Your instructions:
Search the records below for "track" and copy every line it turns up in.
─── Material provided ───
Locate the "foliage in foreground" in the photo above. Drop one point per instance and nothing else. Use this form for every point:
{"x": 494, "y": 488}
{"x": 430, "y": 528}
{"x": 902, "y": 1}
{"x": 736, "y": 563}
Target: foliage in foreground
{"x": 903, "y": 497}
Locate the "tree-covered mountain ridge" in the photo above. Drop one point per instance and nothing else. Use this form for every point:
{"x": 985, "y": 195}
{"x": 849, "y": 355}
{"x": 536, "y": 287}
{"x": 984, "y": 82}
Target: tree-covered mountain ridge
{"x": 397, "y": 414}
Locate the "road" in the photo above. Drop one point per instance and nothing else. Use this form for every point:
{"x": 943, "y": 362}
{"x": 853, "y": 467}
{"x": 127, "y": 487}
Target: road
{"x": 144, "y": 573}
───
─── Material provided ───
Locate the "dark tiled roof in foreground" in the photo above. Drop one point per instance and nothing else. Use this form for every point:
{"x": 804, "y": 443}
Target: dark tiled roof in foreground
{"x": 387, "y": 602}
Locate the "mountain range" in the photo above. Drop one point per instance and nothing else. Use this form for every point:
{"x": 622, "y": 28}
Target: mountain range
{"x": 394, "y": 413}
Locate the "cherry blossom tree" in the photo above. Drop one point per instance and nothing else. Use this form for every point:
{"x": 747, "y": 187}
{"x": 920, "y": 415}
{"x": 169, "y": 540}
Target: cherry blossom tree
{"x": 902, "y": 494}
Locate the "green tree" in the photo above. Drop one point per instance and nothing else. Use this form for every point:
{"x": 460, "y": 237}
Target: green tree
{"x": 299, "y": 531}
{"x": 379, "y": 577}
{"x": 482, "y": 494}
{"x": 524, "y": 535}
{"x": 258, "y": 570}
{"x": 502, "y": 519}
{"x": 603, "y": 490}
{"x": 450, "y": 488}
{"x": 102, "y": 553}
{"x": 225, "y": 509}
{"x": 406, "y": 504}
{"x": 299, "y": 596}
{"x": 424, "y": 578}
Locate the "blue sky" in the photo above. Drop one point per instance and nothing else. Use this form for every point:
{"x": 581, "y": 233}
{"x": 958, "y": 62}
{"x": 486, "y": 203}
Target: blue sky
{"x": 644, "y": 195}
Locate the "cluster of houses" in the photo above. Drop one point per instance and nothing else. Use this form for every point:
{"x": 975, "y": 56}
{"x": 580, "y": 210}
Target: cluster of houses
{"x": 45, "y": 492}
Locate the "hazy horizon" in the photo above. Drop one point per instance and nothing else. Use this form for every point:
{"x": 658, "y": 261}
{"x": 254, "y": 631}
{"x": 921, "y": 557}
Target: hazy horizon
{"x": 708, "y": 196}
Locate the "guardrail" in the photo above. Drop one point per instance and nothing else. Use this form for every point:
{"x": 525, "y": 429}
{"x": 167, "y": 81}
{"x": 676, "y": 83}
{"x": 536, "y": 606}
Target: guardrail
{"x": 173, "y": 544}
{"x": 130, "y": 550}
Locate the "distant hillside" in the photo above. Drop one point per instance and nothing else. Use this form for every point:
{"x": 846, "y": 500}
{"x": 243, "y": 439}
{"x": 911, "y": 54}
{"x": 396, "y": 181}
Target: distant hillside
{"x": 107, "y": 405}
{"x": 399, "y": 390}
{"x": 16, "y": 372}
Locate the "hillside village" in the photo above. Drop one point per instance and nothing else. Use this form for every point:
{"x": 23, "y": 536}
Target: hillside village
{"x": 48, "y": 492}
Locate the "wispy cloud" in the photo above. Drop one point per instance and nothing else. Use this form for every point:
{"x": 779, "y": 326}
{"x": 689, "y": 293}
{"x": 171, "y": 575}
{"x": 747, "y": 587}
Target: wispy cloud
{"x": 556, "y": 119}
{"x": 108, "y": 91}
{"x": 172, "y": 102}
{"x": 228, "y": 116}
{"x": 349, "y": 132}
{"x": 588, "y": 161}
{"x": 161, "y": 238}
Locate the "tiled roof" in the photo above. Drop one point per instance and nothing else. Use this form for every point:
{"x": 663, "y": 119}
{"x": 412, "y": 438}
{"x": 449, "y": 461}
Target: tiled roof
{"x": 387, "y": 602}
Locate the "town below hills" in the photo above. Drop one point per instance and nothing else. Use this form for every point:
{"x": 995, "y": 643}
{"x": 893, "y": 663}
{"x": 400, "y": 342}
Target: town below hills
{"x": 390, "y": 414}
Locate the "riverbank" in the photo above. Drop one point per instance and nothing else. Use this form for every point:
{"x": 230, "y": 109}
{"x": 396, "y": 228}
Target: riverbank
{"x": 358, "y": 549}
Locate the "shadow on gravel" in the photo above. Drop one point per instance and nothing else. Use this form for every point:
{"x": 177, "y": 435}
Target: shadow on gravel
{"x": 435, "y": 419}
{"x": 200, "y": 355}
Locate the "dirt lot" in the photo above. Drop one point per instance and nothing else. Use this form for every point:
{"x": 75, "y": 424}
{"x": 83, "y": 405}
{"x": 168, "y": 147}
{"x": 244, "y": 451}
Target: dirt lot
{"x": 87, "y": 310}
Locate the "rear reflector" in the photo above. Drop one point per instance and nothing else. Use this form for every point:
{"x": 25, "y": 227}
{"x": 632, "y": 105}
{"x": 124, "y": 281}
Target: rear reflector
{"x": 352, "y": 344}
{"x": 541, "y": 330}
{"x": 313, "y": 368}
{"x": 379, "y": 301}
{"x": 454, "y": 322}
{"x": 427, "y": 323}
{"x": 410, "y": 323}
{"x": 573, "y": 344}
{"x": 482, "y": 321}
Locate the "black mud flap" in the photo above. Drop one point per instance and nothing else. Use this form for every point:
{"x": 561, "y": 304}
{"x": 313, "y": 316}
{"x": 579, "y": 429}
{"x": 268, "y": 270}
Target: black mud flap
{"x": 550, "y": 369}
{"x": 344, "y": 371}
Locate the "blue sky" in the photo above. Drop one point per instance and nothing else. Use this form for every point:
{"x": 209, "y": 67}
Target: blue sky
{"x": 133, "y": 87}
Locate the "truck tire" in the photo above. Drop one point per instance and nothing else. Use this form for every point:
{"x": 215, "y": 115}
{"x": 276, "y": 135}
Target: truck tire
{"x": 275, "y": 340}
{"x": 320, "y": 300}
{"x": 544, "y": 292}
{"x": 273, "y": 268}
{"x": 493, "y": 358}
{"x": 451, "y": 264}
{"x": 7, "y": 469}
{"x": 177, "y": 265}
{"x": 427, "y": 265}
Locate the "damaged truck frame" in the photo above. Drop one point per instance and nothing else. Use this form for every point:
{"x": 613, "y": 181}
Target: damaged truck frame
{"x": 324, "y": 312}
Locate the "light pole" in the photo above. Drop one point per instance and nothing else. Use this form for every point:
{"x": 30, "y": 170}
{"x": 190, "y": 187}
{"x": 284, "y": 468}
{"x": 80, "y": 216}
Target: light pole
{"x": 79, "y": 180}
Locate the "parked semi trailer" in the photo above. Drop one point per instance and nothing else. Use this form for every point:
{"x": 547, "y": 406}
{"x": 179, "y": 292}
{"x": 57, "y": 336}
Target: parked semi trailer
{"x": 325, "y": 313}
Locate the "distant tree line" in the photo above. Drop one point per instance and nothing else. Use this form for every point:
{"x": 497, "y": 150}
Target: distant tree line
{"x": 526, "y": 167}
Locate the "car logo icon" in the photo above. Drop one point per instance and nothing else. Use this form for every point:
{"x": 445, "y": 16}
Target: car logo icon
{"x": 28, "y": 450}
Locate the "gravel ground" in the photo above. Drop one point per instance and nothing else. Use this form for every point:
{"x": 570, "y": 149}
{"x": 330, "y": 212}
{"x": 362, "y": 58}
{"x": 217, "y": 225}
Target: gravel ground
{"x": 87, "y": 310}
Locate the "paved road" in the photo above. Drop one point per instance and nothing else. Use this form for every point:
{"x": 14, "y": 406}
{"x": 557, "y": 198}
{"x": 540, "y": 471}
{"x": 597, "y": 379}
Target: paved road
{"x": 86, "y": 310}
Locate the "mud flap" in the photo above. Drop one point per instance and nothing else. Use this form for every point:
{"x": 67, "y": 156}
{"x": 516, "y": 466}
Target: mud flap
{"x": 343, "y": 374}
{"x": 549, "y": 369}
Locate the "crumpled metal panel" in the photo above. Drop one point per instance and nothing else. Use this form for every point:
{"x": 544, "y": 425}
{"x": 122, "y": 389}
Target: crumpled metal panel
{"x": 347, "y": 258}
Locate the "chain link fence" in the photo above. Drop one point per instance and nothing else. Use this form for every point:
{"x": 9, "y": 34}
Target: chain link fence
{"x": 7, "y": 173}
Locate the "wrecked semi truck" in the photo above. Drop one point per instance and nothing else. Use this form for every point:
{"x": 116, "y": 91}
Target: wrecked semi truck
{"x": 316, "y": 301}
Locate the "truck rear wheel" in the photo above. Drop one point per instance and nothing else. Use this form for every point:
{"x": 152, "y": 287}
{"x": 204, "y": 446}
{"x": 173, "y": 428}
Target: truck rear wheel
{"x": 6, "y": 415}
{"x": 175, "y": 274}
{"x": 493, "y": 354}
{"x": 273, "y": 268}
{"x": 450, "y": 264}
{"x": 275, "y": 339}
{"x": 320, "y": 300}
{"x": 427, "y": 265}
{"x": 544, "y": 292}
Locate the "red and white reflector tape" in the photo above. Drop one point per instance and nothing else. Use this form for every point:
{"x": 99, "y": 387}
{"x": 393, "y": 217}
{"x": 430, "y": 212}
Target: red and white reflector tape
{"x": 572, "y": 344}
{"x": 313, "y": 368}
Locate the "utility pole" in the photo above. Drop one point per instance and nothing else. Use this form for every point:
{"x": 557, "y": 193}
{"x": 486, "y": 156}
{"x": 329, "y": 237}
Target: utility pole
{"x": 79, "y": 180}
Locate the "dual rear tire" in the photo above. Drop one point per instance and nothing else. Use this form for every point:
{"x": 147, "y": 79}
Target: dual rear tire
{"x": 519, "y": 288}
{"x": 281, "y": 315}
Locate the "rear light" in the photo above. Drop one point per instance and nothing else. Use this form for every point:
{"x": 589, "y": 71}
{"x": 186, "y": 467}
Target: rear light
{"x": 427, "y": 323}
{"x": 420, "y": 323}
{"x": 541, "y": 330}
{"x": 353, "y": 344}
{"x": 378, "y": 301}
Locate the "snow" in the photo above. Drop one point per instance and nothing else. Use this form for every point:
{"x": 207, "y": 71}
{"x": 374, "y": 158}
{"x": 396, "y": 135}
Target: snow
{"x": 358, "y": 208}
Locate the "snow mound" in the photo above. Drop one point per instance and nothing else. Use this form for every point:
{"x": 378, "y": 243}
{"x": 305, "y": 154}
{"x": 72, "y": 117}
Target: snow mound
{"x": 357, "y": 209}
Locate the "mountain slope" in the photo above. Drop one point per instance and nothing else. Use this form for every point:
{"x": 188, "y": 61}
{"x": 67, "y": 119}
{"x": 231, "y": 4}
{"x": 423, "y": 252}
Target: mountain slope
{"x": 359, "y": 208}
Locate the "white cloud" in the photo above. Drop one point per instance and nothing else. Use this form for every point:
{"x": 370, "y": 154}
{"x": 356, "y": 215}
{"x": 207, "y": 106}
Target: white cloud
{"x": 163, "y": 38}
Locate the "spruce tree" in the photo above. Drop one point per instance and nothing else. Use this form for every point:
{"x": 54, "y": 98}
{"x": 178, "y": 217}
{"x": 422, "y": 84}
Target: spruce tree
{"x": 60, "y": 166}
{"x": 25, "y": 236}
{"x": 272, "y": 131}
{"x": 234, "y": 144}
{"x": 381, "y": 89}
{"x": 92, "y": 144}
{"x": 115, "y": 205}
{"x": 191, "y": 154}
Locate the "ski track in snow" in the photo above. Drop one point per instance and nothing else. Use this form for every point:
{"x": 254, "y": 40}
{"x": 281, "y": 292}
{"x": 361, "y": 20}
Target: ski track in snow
───
Response for this exercise:
Locate the "ski track in snow" in the photo above. Drop one point per instance and nothing else. Use this form for every point:
Target: ski track in snow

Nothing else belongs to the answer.